Exercise directions: Every line below is to be quoted exactly, with nothing added or dropped.

Point localization data:
[Start of section]
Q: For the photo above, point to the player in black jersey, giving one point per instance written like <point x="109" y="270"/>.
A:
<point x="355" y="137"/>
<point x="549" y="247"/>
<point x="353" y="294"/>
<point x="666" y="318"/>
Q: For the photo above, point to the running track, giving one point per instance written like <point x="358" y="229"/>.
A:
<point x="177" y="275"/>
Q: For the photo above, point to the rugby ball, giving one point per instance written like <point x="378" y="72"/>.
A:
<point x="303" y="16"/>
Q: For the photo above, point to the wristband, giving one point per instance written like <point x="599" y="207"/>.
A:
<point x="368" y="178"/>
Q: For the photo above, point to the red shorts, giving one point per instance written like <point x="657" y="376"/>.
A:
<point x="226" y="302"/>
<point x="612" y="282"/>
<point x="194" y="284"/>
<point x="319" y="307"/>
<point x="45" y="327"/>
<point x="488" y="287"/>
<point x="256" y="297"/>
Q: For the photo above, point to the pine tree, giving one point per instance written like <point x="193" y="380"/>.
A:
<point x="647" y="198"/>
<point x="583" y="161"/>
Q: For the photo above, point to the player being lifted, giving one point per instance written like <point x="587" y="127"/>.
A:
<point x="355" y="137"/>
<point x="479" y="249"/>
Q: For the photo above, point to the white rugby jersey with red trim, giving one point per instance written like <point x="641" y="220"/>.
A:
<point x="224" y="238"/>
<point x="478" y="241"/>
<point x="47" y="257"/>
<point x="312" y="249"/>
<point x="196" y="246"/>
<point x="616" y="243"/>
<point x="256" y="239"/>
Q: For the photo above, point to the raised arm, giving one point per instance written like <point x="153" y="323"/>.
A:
[End of section]
Response:
Q: For the photo above, point to the player in black jersey, giving one point per instance written like <point x="109" y="270"/>.
A:
<point x="355" y="137"/>
<point x="549" y="247"/>
<point x="353" y="294"/>
<point x="666" y="318"/>
Q: For the photo above, point to the running track, giving one point per instance written like <point x="358" y="229"/>.
A:
<point x="177" y="275"/>
Q: For the photo above, point to the rugby ball, giving one point per instance written like <point x="378" y="72"/>.
A:
<point x="303" y="16"/>
Q: For the photo above, point to the wristband, giving one point per instance written like <point x="599" y="207"/>.
A:
<point x="368" y="178"/>
Q: For the photo above, point to the red shorts, giving one point per instance written like <point x="657" y="376"/>.
A:
<point x="226" y="302"/>
<point x="612" y="282"/>
<point x="194" y="284"/>
<point x="319" y="307"/>
<point x="45" y="327"/>
<point x="488" y="287"/>
<point x="256" y="297"/>
Q: For the photo above, point to the pine tree, giving one point per instance written like <point x="193" y="380"/>.
A:
<point x="647" y="198"/>
<point x="583" y="161"/>
Q: For the photo above, point to the player being lifted, giving one point per instance written like <point x="587" y="127"/>.
A:
<point x="355" y="137"/>
<point x="479" y="249"/>
Q: For the photo above, point to the white rugby jersey with red trim, giving one point per instance written like <point x="641" y="220"/>.
A:
<point x="224" y="238"/>
<point x="478" y="241"/>
<point x="47" y="257"/>
<point x="312" y="249"/>
<point x="196" y="246"/>
<point x="616" y="243"/>
<point x="256" y="239"/>
Q: For the photo above, point to the raised arm, giving one point per instance written like <point x="153" y="323"/>.
A:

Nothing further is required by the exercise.